▶ [ZITIERTER ABSCHNITT]:
====================
New York Das Colors ist das erste genossenschaftlich geführte Restaurant Manhattans. Ziel ist es, Migranten respekt­voller zu behandeln. Seine Geschichte ist eng mit 9/11 verwoben

Als vor zehn Jahren der Arbeitsplatz von Fekkak Mamdouh in Flammen aufging, lag er daheim im Bett. Er arbeitete damals als Kellner im Windows on the World, einem Nobelrestaurant im 106. und 107. Stockwerk des Nordturms des World Trade Centers. Am 11. September 2001 hatte Mamdouh Spätdienst und schlief morgens länger. "Meine Schwester rief mich an, ich schaltete den Fernseher ein und sah, wie alles in Flammen stand", erinnert er sich. Die gesamte Frühschicht des Windows on the World starb bei den Terroranschlägen, 73 Menschen.

Wenn man Mamdouh heute an seinem Arbeitsplatz besuchen will, muss man von der Baustelle am Ground Zero ein ganzes Stück nach Norden laufen. In der Nähe des Washington Square findet sich ein eher unscheinbar wirkendes Restaurant mit Glastüren. Aber das Colors ist kein gewöhnliches Lokal. Es hat eine besondere Geschichte, die auch die von Mamdouh ist. Sie erzählt, wie aus den Trümmern der Katastrophe etwas Neues geschaffen wurde.
====================
▶ [ZIEL A]: Schreibe aus dem Text über das Restaurant Colors alles von „Als vor zehn“ bis hinunter zu „Terroranschlägen, 73 Menschen.“ wortgetreu ab.

▶ [BEREITGESTELLTE DATEN]:
====================
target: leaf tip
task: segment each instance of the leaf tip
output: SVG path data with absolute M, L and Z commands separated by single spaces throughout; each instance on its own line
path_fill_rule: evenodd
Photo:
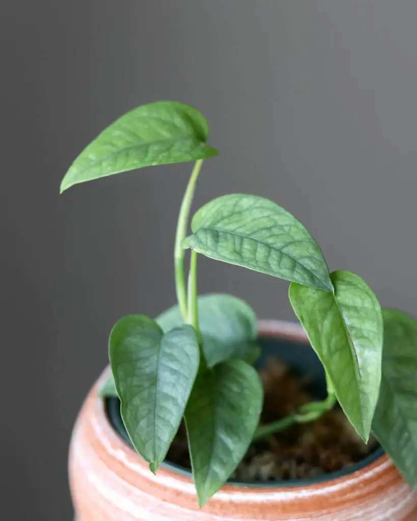
M 156 474 L 156 471 L 161 466 L 161 463 L 157 461 L 151 461 L 149 463 L 149 470 L 153 474 Z
M 61 181 L 61 184 L 59 185 L 59 195 L 60 195 L 63 192 L 65 192 L 65 190 L 67 190 L 70 187 L 72 186 L 72 184 L 68 183 L 67 180 L 67 176 L 65 176 L 64 179 Z

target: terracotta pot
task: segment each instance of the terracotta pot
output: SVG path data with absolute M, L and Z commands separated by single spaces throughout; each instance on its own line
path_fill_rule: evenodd
M 263 337 L 308 345 L 298 325 L 260 322 Z M 311 348 L 310 348 L 311 349 Z M 172 466 L 156 476 L 117 433 L 93 388 L 76 424 L 69 455 L 76 521 L 415 521 L 412 491 L 386 455 L 326 481 L 289 486 L 227 485 L 199 510 L 189 475 Z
====================
▶ [ZIEL B]: Gib die Datensätze unverändert wieder, und zwar alles vom Anfang der Datensätze bis hinunter zur Zeile mit „M 61 181 L 61“, diese eingeschlossen. Lass die Bilder dabei weg.

▶ [RICHTIGE AUSGABE A]:
Als vor zehn Jahren der Arbeitsplatz von Fekkak Mamdouh in Flammen aufging, lag er daheim im Bett. Er arbeitete damals als Kellner im Windows on the World, einem Nobelrestaurant im 106. und 107. Stockwerk des Nordturms des World Trade Centers. Am 11. September 2001 hatte Mamdouh Spätdienst und schlief morgens länger. "Meine Schwester rief mich an, ich schaltete den Fernseher ein und sah, wie alles in Flammen stand", erinnert er sich. Die gesamte Frühschicht des Windows on the World starb bei den Terroranschlägen, 73 Menschen.

▶ [RICHTIGE AUSGABE B]:
target: leaf tip
task: segment each instance of the leaf tip
output: SVG path data with absolute M, L and Z commands separated by single spaces throughout; each instance on its own line
path_fill_rule: evenodd
Photo:
M 156 474 L 156 471 L 161 466 L 161 463 L 157 461 L 151 461 L 149 463 L 149 470 L 153 474 Z
M 61 181 L 61 184 L 59 185 L 59 195 L 60 195 L 63 192 L 65 192 L 65 190 L 67 190 L 70 187 L 72 186 L 72 184 L 68 183 L 67 180 L 67 176 L 65 176 L 64 179 Z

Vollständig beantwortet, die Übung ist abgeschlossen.